:: RECORDS FOR THE TASK
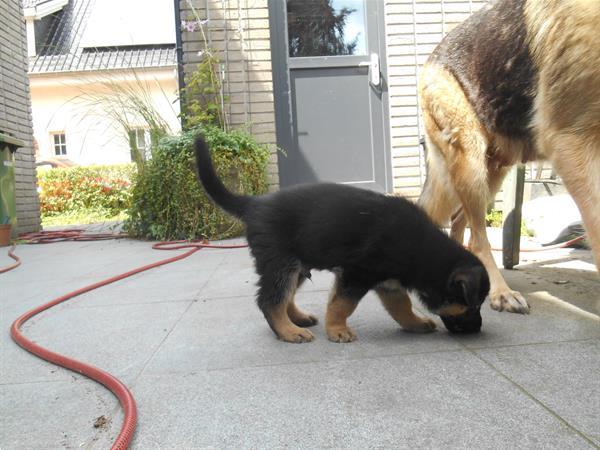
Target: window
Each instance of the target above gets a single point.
(326, 27)
(140, 142)
(60, 144)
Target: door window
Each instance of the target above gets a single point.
(326, 27)
(59, 143)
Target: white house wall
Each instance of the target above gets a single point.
(67, 102)
(238, 30)
(413, 29)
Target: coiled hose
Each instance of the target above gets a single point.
(109, 381)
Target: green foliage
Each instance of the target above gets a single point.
(102, 189)
(202, 96)
(168, 201)
(493, 218)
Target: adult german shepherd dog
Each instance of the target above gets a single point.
(517, 81)
(369, 240)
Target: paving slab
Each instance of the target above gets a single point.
(449, 400)
(563, 376)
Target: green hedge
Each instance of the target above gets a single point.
(104, 189)
(169, 203)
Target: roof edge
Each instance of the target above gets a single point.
(44, 9)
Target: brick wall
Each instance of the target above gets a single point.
(15, 110)
(238, 30)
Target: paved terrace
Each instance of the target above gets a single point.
(207, 372)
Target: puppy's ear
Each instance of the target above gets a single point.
(471, 283)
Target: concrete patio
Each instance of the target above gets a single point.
(207, 372)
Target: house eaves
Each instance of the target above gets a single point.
(38, 9)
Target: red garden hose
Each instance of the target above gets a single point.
(109, 381)
(17, 263)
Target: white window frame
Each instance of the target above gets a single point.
(61, 145)
(142, 136)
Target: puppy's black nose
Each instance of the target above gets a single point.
(469, 322)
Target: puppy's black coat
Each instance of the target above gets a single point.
(364, 237)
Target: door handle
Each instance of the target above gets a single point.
(374, 70)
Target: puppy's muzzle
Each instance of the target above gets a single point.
(468, 322)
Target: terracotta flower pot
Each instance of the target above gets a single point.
(4, 235)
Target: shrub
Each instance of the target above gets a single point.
(169, 203)
(103, 189)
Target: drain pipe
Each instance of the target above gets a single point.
(179, 55)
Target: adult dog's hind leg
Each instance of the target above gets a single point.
(397, 303)
(472, 181)
(576, 159)
(438, 197)
(276, 291)
(462, 142)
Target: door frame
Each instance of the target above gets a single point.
(280, 64)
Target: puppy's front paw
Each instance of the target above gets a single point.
(296, 335)
(422, 325)
(509, 300)
(341, 334)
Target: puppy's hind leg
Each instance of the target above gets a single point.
(277, 285)
(299, 317)
(343, 300)
(397, 303)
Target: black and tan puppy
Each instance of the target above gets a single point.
(369, 240)
(517, 81)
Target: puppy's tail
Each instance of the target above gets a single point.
(233, 204)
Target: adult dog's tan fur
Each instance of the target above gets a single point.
(468, 158)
::::
* **AIM OF THE TASK**
Give only the number of lines in the entries above that contain the string "black".

* **FINAL ANSWER**
3